Task list:
(a) In the forum thread about shipping a Minicrown cart, what did it cost to ship the wooden Easy Entry Cart to California?
(b) Write the next part of the forum thread about shipping a Minicrown cart, starting right after its final sentence.

Study text:
┌────────
I love my Minicrown but will be trading up for an Aerocrown in the next couple of years as it better suits my petite build and refined (read: not powerhouse) horses.

Leia


----------



## Jules (Feb 19, 2012)

Total forum newbie here





I am as happy as a..well..a crazy dancing banana emoticon to be here.

Sorry to hijack the thread with my own questions





Now, I have read and re-read over the minicrown and aerocrown threads here. I have decided on a minicrown as it will allow me to take one of my children occasionally when my horse is a little more seasoned and conditioned. So anyway, both of those things are a way off, but so is getting a minicrown.

I have been talking with Johnny from CMS on the phone (which means me getting up super early to call in US business hours) and he has been so wonderful. I have an importer who has shipped Mustangs from the states for us before who will take the cart in one of his shipping containers for VERY cheap. I have come to a stumbling block though; shipping within the US is SO much more expensive than getting it here to Australia. Seriously. More than double.

For those who have had a Minicrown shipped before, how stripped down is it for shipping? Could it be even more so? I asked Johnny the same question and he came up with a slightly cheaper quote, but still not 'do-able' for us and not significantly cheaper than shipping it whole. He mentioned just taking the wheels off?

I have a cart that is suitable for training/breaking so am not in a rush and if I really had to could possibly get to PA when I am in the US in November/December which after putting on a ship would get it here around this time next year...but still...it would be nicer to have it sooner


----------



## Becky Horat (Feb 20, 2012)

I was given a very high quote for shipping a few months ago for a Bell Crown. And this turned us off on buying another one. The shafts are removable/adjustable. So you would think by taking shafts/wheels off...it would be fairly easy to ship. Since we already have a Mini Crown....and LOVE it.....we decided to try something different for our second cart. We bought and a wooden Easy Entry Cart from Silver Penney Farm. Very pretty cart!!! The shipping was only $200 to California. Can NOT understand why shipping is SO much highter for the Mini Crown. Our wooden cart weighs about the same amount and arrived from Fed Ex. It was taken apart....but not too hard to put back together. Very nice cart....also very different from Mini Crown. Haven't had enough time to give a good critique to the new cart. Pam from Silver Penney was excellent to deal with. This cart seems to pull nicely and very balanced. The leg room is a little less. My husband notices it.....I don't really. The Mini Crown seat sits higher up from floor I think. Good luck on your shopping. We LOVE our Mini Crown!!!


----------



## Jules (Feb 20, 2012)

Becky Horat said:


> I was given a very high quote for shipping a few months ago for a Bell Crown. And this turned us off on buying another one. The shafts are removable/adjustable. So you would think by taking shafts/wheels off...it would be fairly easy to ship.


Thank you so much for your reply, I was seriously wondering if I was th only one who looked like this



when hearing about the shiping cost.

I also need to get the Minicrown tto th westcoast (Orange County, CA) for it to get on the ship and the freight across country is such a deal breaker at the moment



Otherwise, it is such a fab little cart for the money and I would be purchasing right now.
└────────
The data:
┌────────
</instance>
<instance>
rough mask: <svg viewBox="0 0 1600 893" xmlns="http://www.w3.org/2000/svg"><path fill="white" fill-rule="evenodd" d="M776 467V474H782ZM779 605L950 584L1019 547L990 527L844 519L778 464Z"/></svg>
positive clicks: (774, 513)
└────────
Answers by task:
(a) $200

(b)
Glad to hear that you love yours, I think I will too...when I eventually get one.


----------



## Becky Horat (Feb 20, 2012)

We bought ours through Carriage Driving Essentials - very nice people out of California. Great to deal with. It just happened they had one in stock...so the shipping costs were less....although we had to do some driving to get it. But, they were able to ship it part way to us....wonderful to deal with. But, check out their website and they will often list carts available. They travel to a lot of CDE type events. If they have something....they may be able to get it shipped part way to you.


----------



## Jules (Feb 21, 2012)

Becky Horat said:


> We bought ours through Carriage Driving Essentials - very nice people out of California. Great to deal with. It just happened they had one in stock...so the shipping costs were less...


Well that would absolutely work



:BigGrin:BigGrin

I had asked about CDE but was told I would stil need to pay full shipping, didn't even think of 'in stocks' , Thanks a million Becky!!!!


----------



## hobbyhorse23 (Feb 21, 2012)

Becky, how did I never notice you were in northern California?? I've been down here in Ukiah for a week! Augh! LOL. And of course I go home tomorrow evening so even if you were next door I probably couldn't come see you.







Becky Horat said:


> We bought ours through Carriage Driving Essentials - very nice people out of California. Great to deal with. It just happened they had one in stock...so the shipping costs were less....although we had to do some driving to get it. But, they were able to ship it part way to us....wonderful to deal with.


Carriage Driving Essentials is who I gave that Aerocrown to when we got done testing it out at the Inavale CDE in Oregon. Celine is great to deal with!

Shipping is getting nutty on the Bellcrowns and I don't know why. My memory is my Minicrown came disassembled in one large wooden box with all the pieces wrapped crazy-well and nestled together like a puzzle and the shipping wasn't that bad, maybe $200-300 all the way to Washington State. When the Aerocrown arrived it was fully assembled on a pallet and cost somewhere on the order of $500-600 to ship according to the label! :shockedThank God the company paid the shipping since I wasn't keeping the cart. I plan to order an Aerocrown in the next year or two and I'll be talking to Stephen at Carriage Machine Shop to see what we can do about keeping shipping reasonable.

Leia


----------



## Jules (Feb 21, 2012)

hobbyhorse23 said:


> . When the Aerocrown arrived it was fully assembled on a pallet and cost somewhere on the order of $500-600 to ship according to the label! :shockedThank God the company paid the shipping since I wasn't keeping the cart. I plan to order an Aerocrown in the next year or two and I'll be talking to Stephen at Carriage Machine Shop to see what we can do about keeping shipping reasonable.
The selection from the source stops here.